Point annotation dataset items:
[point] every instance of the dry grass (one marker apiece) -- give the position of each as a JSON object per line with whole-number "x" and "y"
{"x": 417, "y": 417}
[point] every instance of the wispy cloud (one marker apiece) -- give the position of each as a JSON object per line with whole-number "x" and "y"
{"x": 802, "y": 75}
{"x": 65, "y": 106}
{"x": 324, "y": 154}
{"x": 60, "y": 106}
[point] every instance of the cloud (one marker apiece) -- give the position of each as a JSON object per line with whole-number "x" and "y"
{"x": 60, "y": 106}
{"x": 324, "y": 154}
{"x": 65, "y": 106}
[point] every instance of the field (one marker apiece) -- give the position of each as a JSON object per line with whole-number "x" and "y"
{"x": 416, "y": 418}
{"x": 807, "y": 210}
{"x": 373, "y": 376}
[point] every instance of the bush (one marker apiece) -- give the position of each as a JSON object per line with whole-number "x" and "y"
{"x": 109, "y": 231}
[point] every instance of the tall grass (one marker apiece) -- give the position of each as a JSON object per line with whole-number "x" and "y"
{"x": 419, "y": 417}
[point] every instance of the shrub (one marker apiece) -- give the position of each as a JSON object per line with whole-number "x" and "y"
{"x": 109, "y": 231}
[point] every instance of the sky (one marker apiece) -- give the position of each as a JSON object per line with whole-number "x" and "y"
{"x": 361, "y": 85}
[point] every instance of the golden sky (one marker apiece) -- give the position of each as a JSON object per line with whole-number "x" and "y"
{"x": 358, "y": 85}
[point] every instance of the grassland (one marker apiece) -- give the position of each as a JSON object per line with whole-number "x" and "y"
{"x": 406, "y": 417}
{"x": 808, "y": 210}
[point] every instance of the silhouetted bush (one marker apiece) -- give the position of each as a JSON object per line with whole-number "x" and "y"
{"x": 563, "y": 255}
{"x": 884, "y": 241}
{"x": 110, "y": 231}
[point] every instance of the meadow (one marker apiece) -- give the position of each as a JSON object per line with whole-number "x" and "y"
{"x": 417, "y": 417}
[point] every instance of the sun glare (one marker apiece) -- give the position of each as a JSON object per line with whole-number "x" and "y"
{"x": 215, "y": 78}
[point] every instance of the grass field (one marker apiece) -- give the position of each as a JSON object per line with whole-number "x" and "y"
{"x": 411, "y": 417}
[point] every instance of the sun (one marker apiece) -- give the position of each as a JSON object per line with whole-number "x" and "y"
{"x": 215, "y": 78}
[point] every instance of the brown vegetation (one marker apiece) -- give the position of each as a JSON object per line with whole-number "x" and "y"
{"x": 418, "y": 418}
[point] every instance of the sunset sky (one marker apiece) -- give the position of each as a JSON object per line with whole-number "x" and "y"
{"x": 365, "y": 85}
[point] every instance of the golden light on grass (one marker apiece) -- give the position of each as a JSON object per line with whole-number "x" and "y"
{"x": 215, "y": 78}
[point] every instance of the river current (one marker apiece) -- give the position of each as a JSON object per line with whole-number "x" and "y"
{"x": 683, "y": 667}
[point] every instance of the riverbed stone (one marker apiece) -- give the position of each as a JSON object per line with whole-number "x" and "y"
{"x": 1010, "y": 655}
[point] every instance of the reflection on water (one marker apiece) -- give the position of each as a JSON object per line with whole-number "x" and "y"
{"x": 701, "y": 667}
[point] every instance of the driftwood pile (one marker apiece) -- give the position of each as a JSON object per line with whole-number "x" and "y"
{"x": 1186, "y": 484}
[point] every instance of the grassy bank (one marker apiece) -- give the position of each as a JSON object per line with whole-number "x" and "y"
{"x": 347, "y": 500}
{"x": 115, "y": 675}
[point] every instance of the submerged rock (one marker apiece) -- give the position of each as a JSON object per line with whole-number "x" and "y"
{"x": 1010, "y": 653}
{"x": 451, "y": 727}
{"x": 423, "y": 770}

* **Goal of the exercise**:
Express the items above as a JSON list of strings, with each line as its own string and blank lines left out.

* **Exercise response**:
[
  "[point] every instance of the dry grass (one marker apiece) -- give the position of each as a JSON object per line with whole-number \"x\" and \"y\"",
  "{\"x\": 417, \"y\": 417}",
  "[point] every instance of the wispy cloud (one marker apiece) -- give the position of each as a JSON object per line with whole-number \"x\" and \"y\"",
  "{\"x\": 802, \"y\": 75}",
  "{\"x\": 65, \"y\": 106}",
  "{\"x\": 324, \"y\": 154}",
  "{\"x\": 60, \"y\": 106}",
  "[point] every instance of the cloud (one marker apiece) -- give the position of each as a JSON object per line with whole-number \"x\" and \"y\"",
  "{\"x\": 60, \"y\": 106}",
  "{\"x\": 324, \"y\": 154}",
  "{\"x\": 65, \"y\": 106}",
  "[point] every instance of the field (one marker apiece) -- give the position of each as a JSON object per line with whole-number \"x\" and \"y\"",
  "{\"x\": 416, \"y\": 418}",
  "{\"x\": 807, \"y\": 210}",
  "{\"x\": 373, \"y\": 376}",
  "[point] every instance of the bush (one marker apiece) -- give the position of each as a JSON object per line with whole-number \"x\" and \"y\"",
  "{\"x\": 109, \"y\": 231}",
  "[point] every instance of the tall grass (one marker apiece) -- give the position of each as a JSON object per line with whole-number \"x\" and \"y\"",
  "{\"x\": 419, \"y\": 417}",
  "[point] every instance of the shrub (one marker apiece) -- give the position of each as a JSON object per line with whole-number \"x\" and \"y\"",
  "{\"x\": 109, \"y\": 231}",
  "[point] every instance of the sky (one marker apiece) -- give the position of each as a JSON object per line with whole-number \"x\" and \"y\"",
  "{\"x\": 361, \"y\": 85}",
  "[point] every instance of the golden sky (one marker apiece) -- give the position of each as a JSON object per line with whole-number \"x\" and \"y\"",
  "{\"x\": 358, \"y\": 85}",
  "[point] every instance of the grassland (one marker apiece) -- give the position of each as a JSON object per line with whole-number \"x\" and \"y\"",
  "{\"x\": 406, \"y\": 417}",
  "{\"x\": 808, \"y\": 210}",
  "[point] every instance of the silhouetted bush (one marker apiece) -- give the position of each as a JSON object per line with whole-number \"x\" and \"y\"",
  "{\"x\": 563, \"y\": 255}",
  "{\"x\": 884, \"y\": 241}",
  "{\"x\": 110, \"y\": 231}",
  "[point] every instance of the meadow (one marker apiece) -- give the position of each as a JSON object per line with whole-number \"x\" and \"y\"",
  "{\"x\": 417, \"y\": 417}",
  "[point] every instance of the sun glare (one marker apiece) -- give the position of each as a JSON object per line with whole-number \"x\" and \"y\"",
  "{\"x\": 215, \"y\": 78}",
  "[point] every instance of the grass field (one marker apiece) -- give the position of each as a JSON object per line with whole-number \"x\" and \"y\"",
  "{\"x\": 411, \"y\": 417}",
  "[point] every instance of the sun (one marker apiece) -- give the position of each as a JSON object per line with whole-number \"x\" and \"y\"",
  "{\"x\": 215, \"y\": 78}",
  "[point] every instance of the brown vegetation (one marker apiece) -- give the position of each as a JSON object per line with whole-number \"x\" and \"y\"",
  "{\"x\": 418, \"y\": 418}",
  "[point] every instance of the sunset sky (one marker apiece) -- give the position of each as a JSON object per line with whole-number \"x\" and \"y\"",
  "{\"x\": 365, \"y\": 85}",
  "[point] every instance of the golden light on grass (one marker apiece) -- give the position of each as a JSON object per line with whole-number \"x\" and \"y\"",
  "{\"x\": 215, \"y\": 78}",
  "[point] every instance of the river current (one marker apiece) -- give the position of each as a JSON object per line with whole-number \"x\" and \"y\"",
  "{\"x\": 683, \"y\": 667}",
  "[point] every instance of the riverbed stone (one marker apiece) -- give the position of each as a JSON object per line with whole-number \"x\" and \"y\"",
  "{\"x\": 1010, \"y\": 655}",
  "[point] every instance of the reflection on water (one marker apiece) -- give the position of each as a JSON object per line with whole-number \"x\" and \"y\"",
  "{\"x\": 701, \"y\": 667}",
  "[point] every instance of the driftwood pile (one marker apiece) -- give the position of each as a JSON object per line with whole-number \"x\" and \"y\"",
  "{\"x\": 1186, \"y\": 484}",
  "[point] every instance of the grassy bank (one marker apiece) -- give the position of each as a JSON object per line with whole-number \"x\" and \"y\"",
  "{\"x\": 347, \"y\": 500}",
  "{\"x\": 115, \"y\": 675}",
  "[point] every instance of the submerged rock (one marker apiece) -- give the position of each as a JSON object per line with whole-number \"x\" and \"y\"",
  "{\"x\": 1010, \"y\": 653}",
  "{\"x\": 451, \"y\": 727}",
  "{\"x\": 423, \"y\": 770}"
]